READING TEXT →
------------------------------------

Lexington Reporter Donates Kidney to Stranger
/You know when you give the homeless guy a few bucks and you feel like you've done some good?
One Lexington Reporter is going to make that act look like chump change.
Sometimes a TV news reporter will really touch you, it's rare when it touches the Reporter telling the story.
After reporting a story last year, WLEX Reporter Leigh Searcy decided to donate a kidney to anyone who needed it, even if it was a stranger.
Searcy does not know who the recipient was, but it was a woman "whom I'm told is doing very well and I'm happy for her."
Searcy, a WLEX-TV news reporter, told University of Kentucky Chandler Hospital officials that she would like to meet the recipient if the woman is willing. The meeting would be "wonderful;" however, Searcy said she understands if it never takes place.
"If I don't, I just hope my kidney is doing its job for her ... I just really hope it continues to work for her,'' Searcy said.
It is fair to say that Searcy never really thought of donating a kidney.
She had heard stories of people donating a kidney and she had covered stories of someone needing a transplant.
"But it never hit me as something I would do," she said.
That changed one day last year when she was reporting a story about a family that was reminiscent to hers. She met a couple who had two young children as she and her husband do.
The man was on a kidney dialysis schedule that regulated everything from going to the grocery to taking the kids to the park. He was on a strict diet. And he needed a kidney transplant.
"It's hard to explain," said Searcy. "But I left that home thinking, 'I'm going to get tested to see if I'm a match for him.'
"It's hard to explain," said Searcy. "But I left that home thinking, 'I'm going to get tested to see if I'm a match for him.'"
Searcy was not a match for that man, but she decided to continue with the testing to see whether she would be a match for someone else.
"I considered the risks," she recalled. "My father pointed out more than once the fact I have two young kids; what if something happened?"

------------------------------------

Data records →
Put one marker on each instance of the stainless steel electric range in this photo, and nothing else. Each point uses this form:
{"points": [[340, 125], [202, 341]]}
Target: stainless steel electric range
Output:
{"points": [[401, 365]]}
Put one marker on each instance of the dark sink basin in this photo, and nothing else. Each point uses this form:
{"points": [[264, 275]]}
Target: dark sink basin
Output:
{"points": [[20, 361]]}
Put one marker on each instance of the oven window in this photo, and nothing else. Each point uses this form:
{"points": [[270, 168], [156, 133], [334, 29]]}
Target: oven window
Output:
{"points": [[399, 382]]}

------------------------------------

Carry on the reading text about the reporter's kidney donation, picking up after its final sentence.

ANSWER TO THE PROBLEM →
Stephen Strup, the James F. Glenn Professor and chief of urology in the University of Kentucky College of Medicine, said it's unusual for someone to donate their kidney without having some knowledge of the recipient.
An estimated 365 people are waiting to have a kidney transplant at the University of Kentucky Chandler Hospital, said Lynne Polly, a living donor coordinator. There were about 20 living donors this year and 70 deceased donors. Of the living donors in 2013, only Searcy and one other donor did not know the recipient.
Said Searcy: "I was healthy, had healthy children and most importantly, had no family history of kidney problems. Why not help someone if I can? It was a very matter-of-fact decision for me."
Strup said he found Searcy to be "motivated and pleasant."
Donors need to be comfortable "with the decision to do it. And she was all along," said Polly.
"I don't think she had doubts about it ever," Polly said. "She wasn't ever hesitant. She was just practical about it, straightforward. She never said, 'What if, what if, what if.'"
She went into it "eyes wide open and really thought about it and felt like it was something she was called to do," said Strup.
A month before the surgery, when it was time to have a discussion with her 5-year-old daughter Olivia and 6-year-old son Reece, Searcy said she simplified her role as a kidney donor:
"It's like having two cookies and sharing one with someone who doesn't have one," she told them.